THE REQUEST: Copy out the lines word for word, starting with the line that contains "Could you please put a dot on the partial" and going on through the line that contains "column 109, row 69", including both of those lines.

INFORMATION PROVIDED:
┄┄┄┄┄┄┄┄┄┄

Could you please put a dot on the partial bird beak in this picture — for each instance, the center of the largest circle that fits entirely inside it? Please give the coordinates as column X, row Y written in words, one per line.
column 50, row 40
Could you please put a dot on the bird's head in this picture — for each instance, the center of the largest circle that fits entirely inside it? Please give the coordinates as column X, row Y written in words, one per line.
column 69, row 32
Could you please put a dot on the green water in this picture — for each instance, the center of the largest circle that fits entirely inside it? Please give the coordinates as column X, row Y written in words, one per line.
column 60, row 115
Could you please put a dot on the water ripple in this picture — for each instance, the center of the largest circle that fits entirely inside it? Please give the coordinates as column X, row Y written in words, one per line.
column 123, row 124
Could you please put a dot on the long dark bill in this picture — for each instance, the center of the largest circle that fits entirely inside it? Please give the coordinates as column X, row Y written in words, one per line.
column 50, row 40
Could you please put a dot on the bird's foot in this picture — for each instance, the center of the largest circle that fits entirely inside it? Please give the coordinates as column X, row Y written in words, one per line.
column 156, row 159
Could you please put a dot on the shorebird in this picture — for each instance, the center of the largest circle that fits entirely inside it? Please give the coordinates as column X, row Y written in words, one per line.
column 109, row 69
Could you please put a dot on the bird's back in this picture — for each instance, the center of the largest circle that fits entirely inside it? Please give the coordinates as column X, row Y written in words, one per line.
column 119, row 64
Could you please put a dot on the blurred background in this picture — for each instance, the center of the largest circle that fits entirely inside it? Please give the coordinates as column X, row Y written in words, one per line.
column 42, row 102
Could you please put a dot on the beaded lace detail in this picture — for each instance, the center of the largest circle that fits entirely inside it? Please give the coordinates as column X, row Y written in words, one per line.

┄┄┄┄┄┄┄┄┄┄

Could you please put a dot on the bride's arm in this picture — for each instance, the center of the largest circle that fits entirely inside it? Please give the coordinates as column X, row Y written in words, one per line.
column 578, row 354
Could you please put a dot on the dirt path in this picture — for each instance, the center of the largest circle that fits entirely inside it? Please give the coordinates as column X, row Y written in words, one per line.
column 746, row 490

┄┄┄┄┄┄┄┄┄┄

CORRECT OUTPUT:
Could you please put a dot on the partial bird beak in this picture — for each instance, the center of the largest circle that fits entirely inside it? Please give the coordinates as column X, row Y written in words, one per line.
column 50, row 40
Could you please put a dot on the bird's head in this picture — for each instance, the center of the largest circle that fits entirely inside it? Please give the coordinates as column X, row Y written in words, one per line.
column 69, row 32
Could you please put a dot on the green water in this picture — for each instance, the center of the largest circle that fits entirely inside it? Please give the coordinates as column X, row Y written in words, one per line.
column 60, row 115
Could you please put a dot on the water ripple in this picture — for each instance, the center of the largest circle that fits entirely inside it? Please give the coordinates as column X, row Y written in words, one per line.
column 123, row 124
Could you please put a dot on the long dark bill in this picture — for each instance, the center of the largest circle that fits entirely inside it? Please give the coordinates as column X, row Y written in words, one per line.
column 50, row 40
Could you please put a dot on the bird's foot in this picture — for each instance, the center of the largest circle that fits entirely inside it? Please give the coordinates as column X, row Y written in words, one per line.
column 156, row 159
Could you please put a dot on the shorebird in this picture — for each instance, the center of the largest circle that fits entirely inside it? Please give the coordinates as column X, row Y written in words, one per line.
column 109, row 69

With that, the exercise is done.